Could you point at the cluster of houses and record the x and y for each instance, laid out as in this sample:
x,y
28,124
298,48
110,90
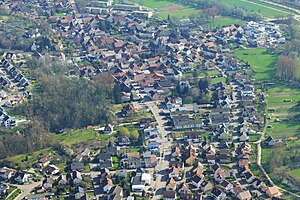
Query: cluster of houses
x,y
13,84
254,34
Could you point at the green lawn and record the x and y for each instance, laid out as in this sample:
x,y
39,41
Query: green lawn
x,y
286,112
223,21
13,195
295,172
155,4
181,14
254,137
261,62
25,161
272,11
265,155
81,135
219,79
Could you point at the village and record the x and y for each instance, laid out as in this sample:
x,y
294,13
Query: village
x,y
190,148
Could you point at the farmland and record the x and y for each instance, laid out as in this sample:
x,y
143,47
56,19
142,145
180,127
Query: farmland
x,y
265,9
223,21
283,108
262,63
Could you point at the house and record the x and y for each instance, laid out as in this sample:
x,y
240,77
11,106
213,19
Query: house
x,y
128,110
132,160
21,177
273,191
244,137
173,173
227,186
7,173
270,141
169,195
206,186
139,182
43,162
237,189
249,177
108,129
106,184
196,181
86,153
176,153
76,177
77,166
223,156
244,195
116,192
80,193
218,194
171,185
153,146
192,136
123,140
183,188
258,184
3,189
105,160
198,170
151,161
211,158
62,180
220,174
187,124
51,169
190,155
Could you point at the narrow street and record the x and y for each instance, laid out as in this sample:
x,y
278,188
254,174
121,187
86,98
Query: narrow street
x,y
165,149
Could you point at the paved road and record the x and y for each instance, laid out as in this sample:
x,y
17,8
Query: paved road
x,y
165,149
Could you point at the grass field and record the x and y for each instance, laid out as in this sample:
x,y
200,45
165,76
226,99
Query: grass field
x,y
252,6
222,21
286,112
181,14
157,5
261,62
296,172
81,135
154,4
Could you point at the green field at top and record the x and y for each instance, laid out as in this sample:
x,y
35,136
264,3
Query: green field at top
x,y
261,62
257,6
181,14
222,22
156,4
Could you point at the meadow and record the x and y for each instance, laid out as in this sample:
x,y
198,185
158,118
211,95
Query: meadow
x,y
262,63
257,6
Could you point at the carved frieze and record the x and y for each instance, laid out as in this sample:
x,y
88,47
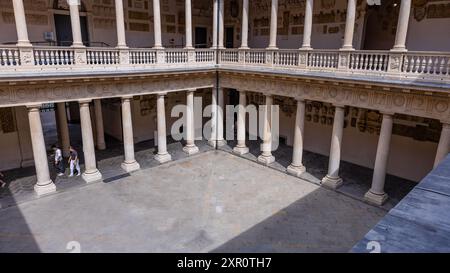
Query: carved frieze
x,y
396,101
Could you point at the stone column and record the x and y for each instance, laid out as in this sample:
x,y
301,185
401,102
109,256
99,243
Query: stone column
x,y
332,179
221,23
91,172
129,163
63,128
296,168
190,147
402,26
244,35
75,22
188,23
215,22
218,106
273,25
376,194
307,27
21,24
162,155
241,148
444,144
120,24
99,124
349,25
44,184
266,156
157,24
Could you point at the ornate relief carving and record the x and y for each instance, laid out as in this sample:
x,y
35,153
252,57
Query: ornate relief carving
x,y
373,99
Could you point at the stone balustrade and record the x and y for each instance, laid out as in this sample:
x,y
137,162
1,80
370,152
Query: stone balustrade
x,y
433,67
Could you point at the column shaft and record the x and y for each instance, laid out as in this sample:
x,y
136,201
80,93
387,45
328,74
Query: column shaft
x,y
215,22
332,179
91,172
266,156
21,24
307,27
157,24
296,167
44,184
120,24
221,24
244,35
349,25
376,193
129,163
99,124
188,23
402,26
63,128
273,25
76,26
190,147
443,146
241,148
163,155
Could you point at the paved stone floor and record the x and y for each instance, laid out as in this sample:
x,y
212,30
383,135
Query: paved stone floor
x,y
211,202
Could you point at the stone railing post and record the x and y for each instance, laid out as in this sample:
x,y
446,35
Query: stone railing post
x,y
270,54
344,60
160,56
241,56
303,59
124,56
395,63
191,55
26,55
80,55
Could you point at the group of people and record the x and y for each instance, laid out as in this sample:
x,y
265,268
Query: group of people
x,y
73,161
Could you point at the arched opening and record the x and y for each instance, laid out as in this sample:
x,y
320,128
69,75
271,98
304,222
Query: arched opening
x,y
63,26
381,25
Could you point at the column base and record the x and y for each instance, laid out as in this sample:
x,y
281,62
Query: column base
x,y
92,177
130,166
240,150
190,150
332,182
45,189
163,158
375,199
217,143
266,159
296,170
101,146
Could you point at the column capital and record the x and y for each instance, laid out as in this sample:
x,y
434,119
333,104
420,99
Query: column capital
x,y
387,113
84,101
33,106
127,97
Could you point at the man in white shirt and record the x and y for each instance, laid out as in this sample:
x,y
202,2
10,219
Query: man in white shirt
x,y
59,165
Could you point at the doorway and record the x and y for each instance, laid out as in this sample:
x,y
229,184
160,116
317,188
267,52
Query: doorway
x,y
229,37
63,29
200,37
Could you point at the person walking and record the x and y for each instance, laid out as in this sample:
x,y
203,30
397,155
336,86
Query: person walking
x,y
58,160
74,161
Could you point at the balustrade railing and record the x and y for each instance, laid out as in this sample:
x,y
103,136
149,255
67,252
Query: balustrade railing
x,y
426,63
142,56
9,56
422,65
102,56
369,61
53,56
323,59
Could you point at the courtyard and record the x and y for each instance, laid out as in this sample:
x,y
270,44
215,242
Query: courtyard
x,y
211,202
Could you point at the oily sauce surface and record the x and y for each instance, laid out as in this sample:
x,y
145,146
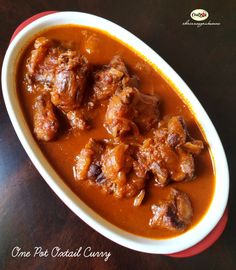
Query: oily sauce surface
x,y
61,152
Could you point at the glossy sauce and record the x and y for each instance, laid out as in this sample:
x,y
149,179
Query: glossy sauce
x,y
62,151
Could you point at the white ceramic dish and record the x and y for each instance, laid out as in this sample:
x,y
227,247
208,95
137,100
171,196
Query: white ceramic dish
x,y
167,246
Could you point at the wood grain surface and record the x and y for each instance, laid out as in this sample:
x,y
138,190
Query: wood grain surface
x,y
32,215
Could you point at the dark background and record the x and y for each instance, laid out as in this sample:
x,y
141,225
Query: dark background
x,y
32,215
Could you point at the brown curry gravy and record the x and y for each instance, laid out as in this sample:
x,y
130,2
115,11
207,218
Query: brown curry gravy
x,y
62,151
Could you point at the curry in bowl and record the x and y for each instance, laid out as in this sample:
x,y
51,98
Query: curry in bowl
x,y
116,131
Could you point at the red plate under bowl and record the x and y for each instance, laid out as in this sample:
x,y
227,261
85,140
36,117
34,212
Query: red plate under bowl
x,y
211,238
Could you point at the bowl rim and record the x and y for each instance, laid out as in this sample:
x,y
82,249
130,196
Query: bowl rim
x,y
156,246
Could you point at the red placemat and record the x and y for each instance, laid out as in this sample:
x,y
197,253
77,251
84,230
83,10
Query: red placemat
x,y
211,238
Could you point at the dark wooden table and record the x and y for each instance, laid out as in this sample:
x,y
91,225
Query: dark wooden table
x,y
32,215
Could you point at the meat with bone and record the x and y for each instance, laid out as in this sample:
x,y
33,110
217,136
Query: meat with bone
x,y
130,111
109,78
168,154
173,214
109,166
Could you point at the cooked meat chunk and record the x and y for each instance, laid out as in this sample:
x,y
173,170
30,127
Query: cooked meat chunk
x,y
77,120
70,81
176,131
62,72
168,155
88,161
109,78
42,63
139,198
175,213
110,166
45,121
130,111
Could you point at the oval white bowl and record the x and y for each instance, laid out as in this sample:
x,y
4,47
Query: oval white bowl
x,y
166,246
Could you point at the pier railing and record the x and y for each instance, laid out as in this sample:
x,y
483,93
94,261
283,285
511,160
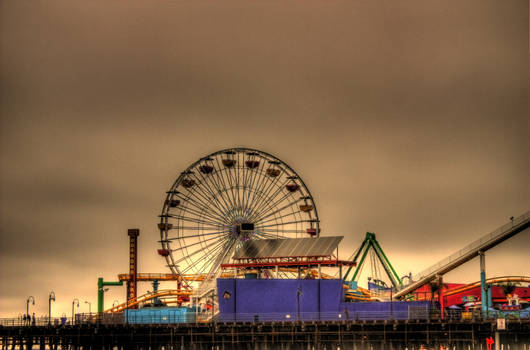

━━━━━━━━━━━━━━━━

Exercise details
A word-for-word copy of the records above is needed, pictures excluded.

Reply to the exercise
Could you point at the cluster of houses and record the x and y for each instance, laid out as in this sample:
x,y
28,124
298,48
110,90
Query: cluster of houses
x,y
13,84
254,34
Could you point at the green lawn and record the x and y for each instance, laid out as in this sample:
x,y
39,41
Query: green lawn
x,y
286,112
223,21
13,195
295,172
155,4
181,14
254,137
261,62
25,161
272,11
265,155
81,135
219,79
Could you point at the village and record the x and y for each instance, laid out as in this sample:
x,y
294,13
Query: village
x,y
190,148
Could you point at the farmland and record the x and y for each instance, laid out as in this sample:
x,y
143,47
56,19
142,145
180,127
Query: farmland
x,y
265,9
223,21
283,108
262,63
Could you point at the house and record the x and y for each instance, laid out as in this sample:
x,y
240,77
11,106
213,19
Query: house
x,y
128,110
132,160
21,177
273,191
244,137
173,173
227,186
7,173
270,141
169,195
206,186
139,182
43,162
237,189
249,177
108,129
106,184
196,181
86,153
176,153
76,177
77,166
223,156
244,195
116,192
80,193
218,194
171,185
153,146
192,136
123,140
183,188
258,184
3,189
105,160
198,170
151,161
211,158
62,180
220,174
187,124
51,169
190,155
Could you point at the narrow street and record the x and y for each instance, laid out as in this sample:
x,y
278,188
254,174
121,187
86,98
Query: narrow street
x,y
165,149
Could you point at the paved road and record the x and y for each instance, laid out as in this sample:
x,y
17,8
Query: paved road
x,y
165,149
Could you point at the grass field and record the x and y for each instance, laid out as in this sample:
x,y
200,45
165,76
226,99
Query: grass field
x,y
252,6
222,21
286,112
181,14
157,5
261,62
296,172
81,135
154,4
Could you point at the green field at top and record the x and y for each instance, laid out as in this sample:
x,y
35,136
264,3
Query: green field at top
x,y
261,62
257,6
181,14
222,22
156,4
Could you point at the meadow and record the x and y for each instance, laid out as in this sample:
x,y
198,185
158,118
211,95
Query: meadow
x,y
262,63
257,6
Could you point at the carved frieze and record the x and y for each instance, laid out as in this sample:
x,y
88,47
Query: carved frieze
x,y
396,101
Could you point at the stone column and record the x and y for each instance, laid out as in this sample:
x,y
301,185
401,102
109,256
99,243
Query: stone column
x,y
332,179
221,23
91,172
129,163
63,128
296,168
190,147
402,26
244,35
75,22
188,23
215,22
218,106
273,25
376,194
307,27
21,24
162,155
241,148
444,144
120,24
99,124
349,25
44,184
266,156
157,24
Could you point at the ornate relief carving and record the x and y for each instance, laid out as in this sample:
x,y
35,153
252,57
Query: ornate relief carving
x,y
373,99
Could you point at the stone balustrade and record the x and y for each instance, laid out as in this sample:
x,y
137,162
1,80
370,152
Query: stone balustrade
x,y
433,67
Could you point at the column shaft and record the x and y for each instance, laid out as in this sample:
x,y
136,201
80,93
387,45
328,74
Query: column shaft
x,y
215,22
332,179
91,172
266,156
21,24
307,27
157,24
296,167
44,184
120,24
221,24
244,35
349,25
376,193
129,163
99,124
188,23
402,26
63,128
273,25
76,26
190,147
443,146
241,148
163,155
Could you point at the paved stone floor and record the x and y for each instance, laid out as in this sample:
x,y
212,30
383,135
Query: paved stone floor
x,y
211,202
Could you point at the stone railing post and record the x and y for each instance, laid out as in this sample:
x,y
446,35
Query: stone railing post
x,y
270,54
344,60
160,56
241,56
303,59
124,56
395,63
191,55
26,55
80,55
Could you point at the group of people and record the x and y for each instance, laid out as in this sample:
x,y
265,268
Query: group of people
x,y
73,161
Could you point at the arched opening and record the x and y for each instance, laid out as in this sample:
x,y
320,128
69,75
271,98
304,222
Query: arched opening
x,y
63,26
381,25
Could you point at the column base and record the x and y for each instance, laid out as in this sample:
x,y
281,62
Query: column base
x,y
92,177
130,166
240,150
190,150
332,182
45,189
163,158
375,199
217,143
266,159
296,170
101,146
Could you point at the column capital and record the x and y for each instance, laid out as in this sample:
x,y
434,119
333,104
420,99
Query: column capital
x,y
387,113
84,101
33,106
127,97
Could you point at the man in white shirt and record the x and y for each instance, laid out as in this sample:
x,y
202,2
10,219
Query: man in white shirt
x,y
59,165
Could you point at the doorway and record the x and y for each instance, laid out as in this sample:
x,y
229,184
160,116
317,188
267,52
Query: doorway
x,y
229,37
63,29
200,37
Could you point at the person walking and record the x and y for each instance, laid out as in this sample:
x,y
203,30
397,155
336,86
Query: person walking
x,y
58,160
74,161
Could you point at the balustrade railing and record the x and y for each instance, laid out as in this sample:
x,y
103,136
149,255
67,252
Query: balustrade railing
x,y
426,63
142,56
9,56
422,65
102,56
369,61
53,56
323,59
Could you point at the courtyard and record the x and y for each instance, laid out as in this sample:
x,y
270,44
215,242
Query: courtyard
x,y
211,202
Could you point at the oily sauce surface and record the x and y for each instance, laid out as in this sample:
x,y
145,146
Query: oily sauce surface
x,y
61,152
Could you point at the glossy sauce and record the x and y for each instance, laid out as in this sample:
x,y
149,179
Query: glossy sauce
x,y
62,151
Could you point at the white ceramic dish and record the x and y for each instance, laid out as in this sample:
x,y
227,247
208,95
137,100
171,196
Query: white ceramic dish
x,y
167,246
Could you point at the wood grain surface and record the x and y for each instance, laid out as in this sample:
x,y
138,190
Query: wood grain surface
x,y
32,215
Could you point at the dark background and record the x and y for each instance, laid out as in this sample:
x,y
141,225
Query: dark background
x,y
32,215
Could you point at the brown curry gravy and record the x and y for each instance, laid out as in this sample:
x,y
130,2
115,11
207,218
Query: brown curry gravy
x,y
62,151
Could you point at the curry in bowl and record the x and y for each instance, laid out as in this sample:
x,y
51,98
Query: curry in bowl
x,y
116,131
Could you point at the red plate under bowl and record the x and y for each instance, laid out as in this sample:
x,y
227,261
85,140
36,117
34,212
Query: red plate under bowl
x,y
211,238
Could you point at the bowl rim and record the x and y for each instance, laid out as in this sample:
x,y
82,249
130,196
Query: bowl rim
x,y
156,246
Could you point at the red placemat and record the x and y for each instance, laid out as in this sample:
x,y
197,253
77,251
84,230
83,10
Query: red placemat
x,y
211,238
Could you point at the dark wooden table and record the x and y for each instance, laid out as in this sample:
x,y
91,225
Query: dark wooden table
x,y
32,215
Could you point at the meat with bone and record the x and y for each instance, laid out as in this sample:
x,y
33,110
217,136
Query: meat with bone
x,y
130,111
109,78
168,154
173,214
109,166
Could you point at the cooked meat chunk and record the x and y for each instance, laid out as in this sample:
x,y
173,170
30,127
Query: cooked meat chunk
x,y
77,120
70,81
176,131
62,72
168,155
88,161
109,78
42,63
139,198
175,213
110,166
45,121
130,111
Could you point at the oval white bowl and record the x and y for each instance, laid out as in this sample:
x,y
4,47
Query: oval white bowl
x,y
166,246
Could you point at the pier railing and record the x and y for each instance, laid out as in this sample:
x,y
483,93
94,261
283,285
511,160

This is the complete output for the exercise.